**INFORMATION PROVIDED:**

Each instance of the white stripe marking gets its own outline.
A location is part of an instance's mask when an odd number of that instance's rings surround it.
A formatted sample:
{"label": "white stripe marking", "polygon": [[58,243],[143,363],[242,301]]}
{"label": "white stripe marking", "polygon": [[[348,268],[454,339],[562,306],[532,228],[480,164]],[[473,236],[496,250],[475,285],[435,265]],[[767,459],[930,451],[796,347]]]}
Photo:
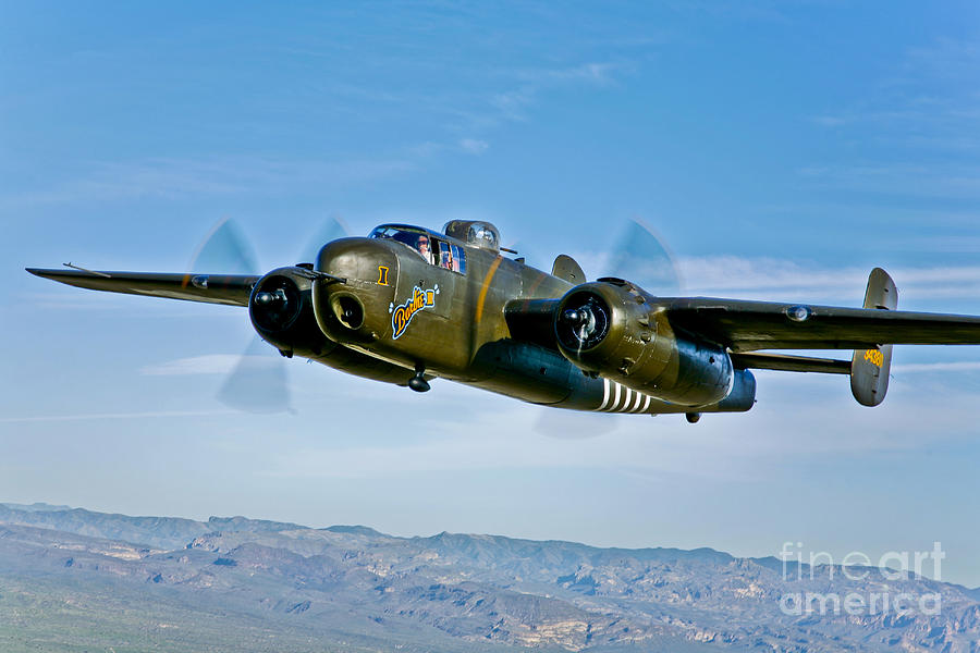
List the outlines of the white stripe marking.
{"label": "white stripe marking", "polygon": [[615,393],[615,398],[613,399],[612,405],[609,407],[609,411],[615,412],[616,406],[618,406],[618,404],[620,404],[620,384],[616,383],[615,381],[613,381],[612,384],[615,385],[616,393]]}
{"label": "white stripe marking", "polygon": [[629,408],[629,402],[633,401],[633,389],[626,389],[626,396],[623,397],[623,406],[620,408],[620,412],[626,412],[626,409]]}
{"label": "white stripe marking", "polygon": [[642,403],[644,396],[645,395],[640,392],[636,393],[636,402],[633,404],[633,408],[629,410],[629,412],[636,412],[637,410],[639,410],[639,405]]}
{"label": "white stripe marking", "polygon": [[605,410],[605,405],[609,404],[609,379],[602,380],[602,405],[600,405],[596,410]]}

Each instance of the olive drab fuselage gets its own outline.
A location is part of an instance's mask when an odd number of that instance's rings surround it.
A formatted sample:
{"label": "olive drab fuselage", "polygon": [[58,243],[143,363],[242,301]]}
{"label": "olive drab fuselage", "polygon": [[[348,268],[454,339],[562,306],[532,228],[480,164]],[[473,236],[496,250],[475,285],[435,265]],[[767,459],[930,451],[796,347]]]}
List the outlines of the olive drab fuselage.
{"label": "olive drab fuselage", "polygon": [[[391,237],[342,238],[323,246],[315,266],[321,276],[313,281],[311,293],[319,330],[330,341],[387,364],[377,377],[353,373],[390,382],[397,377],[393,370],[401,368],[404,374],[399,382],[404,384],[424,370],[428,379],[579,410],[660,414],[687,412],[691,406],[706,411],[751,406],[755,381],[744,370],[736,372],[737,392],[728,387],[728,394],[708,403],[665,401],[608,374],[583,371],[553,344],[549,346],[549,340],[554,341],[549,337],[553,333],[550,313],[541,316],[532,337],[514,337],[512,331],[520,325],[509,323],[509,306],[527,309],[535,301],[561,298],[573,284],[523,259],[507,258],[497,248],[395,226],[427,237],[442,250],[451,248],[457,267],[439,264]],[[331,365],[328,358],[318,360]],[[693,396],[697,399],[697,393]]]}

**DIRECTIONS:** Please render the lines above as a Markdown table with the columns Index and Line, omitting blank lines and leaving the pictures out.

**RESULT:**
| Index | Line |
|---|---|
| 1 | Each instance of the white stripe marking gets its own outline. |
| 2 | A location is part of an instance's mask when an odd number of that instance's rings surround it. |
| 3 | A formatted sample: |
| 4 | {"label": "white stripe marking", "polygon": [[58,243],[143,363],[242,301]]} |
| 5 | {"label": "white stripe marking", "polygon": [[[348,268],[454,339],[562,306],[532,228],[480,164]],[[473,236],[496,250],[475,285],[435,265]],[[767,459],[930,451],[796,347]]]} |
| 6 | Photo: |
| 7 | List the outlines of the white stripe marking. |
| 8 | {"label": "white stripe marking", "polygon": [[615,393],[615,398],[613,399],[612,405],[609,407],[609,411],[615,412],[616,406],[618,406],[618,404],[620,404],[620,384],[616,383],[615,381],[613,381],[612,384],[615,385],[616,393]]} |
| 9 | {"label": "white stripe marking", "polygon": [[629,408],[629,402],[633,401],[633,389],[626,389],[626,396],[623,397],[623,406],[620,408],[620,412],[626,412],[626,409]]} |
| 10 | {"label": "white stripe marking", "polygon": [[642,403],[644,396],[645,395],[640,392],[636,393],[636,402],[633,404],[633,408],[629,410],[629,412],[636,412],[637,410],[639,410],[639,405]]} |
| 11 | {"label": "white stripe marking", "polygon": [[605,410],[605,405],[609,404],[609,379],[602,380],[602,405],[600,405],[596,410]]} |
| 12 | Each instance of the olive drab fuselage gets its own outline. |
| 13 | A location is part of an instance's mask when an odd number of that instance's rings surround it. |
| 14 | A formatted sample: |
| 15 | {"label": "olive drab fuselage", "polygon": [[58,243],[143,363],[242,301]]} |
| 16 | {"label": "olive drab fuselage", "polygon": [[[348,268],[454,339],[562,306],[532,228],[480,164]],[[473,236],[496,250],[475,285],[435,265]],[[767,459],[930,451],[796,347]]]} |
| 17 | List the outlines of the olive drab fuselage. |
| 18 | {"label": "olive drab fuselage", "polygon": [[[391,237],[342,238],[323,246],[315,266],[321,276],[313,281],[311,293],[319,330],[330,341],[387,364],[377,377],[353,373],[390,382],[397,377],[393,370],[401,368],[404,374],[399,382],[404,384],[424,370],[428,379],[579,410],[660,414],[687,412],[691,406],[706,411],[751,406],[755,381],[744,370],[736,372],[737,392],[728,387],[728,394],[708,403],[665,401],[608,374],[583,371],[553,344],[549,346],[549,340],[554,341],[549,337],[553,333],[550,313],[541,316],[532,337],[514,337],[512,331],[520,325],[509,323],[509,306],[527,309],[535,301],[561,298],[573,284],[523,259],[507,258],[497,248],[395,226],[427,237],[442,250],[451,248],[457,267],[439,264]],[[331,365],[328,358],[318,360]],[[693,396],[697,399],[697,393]]]} |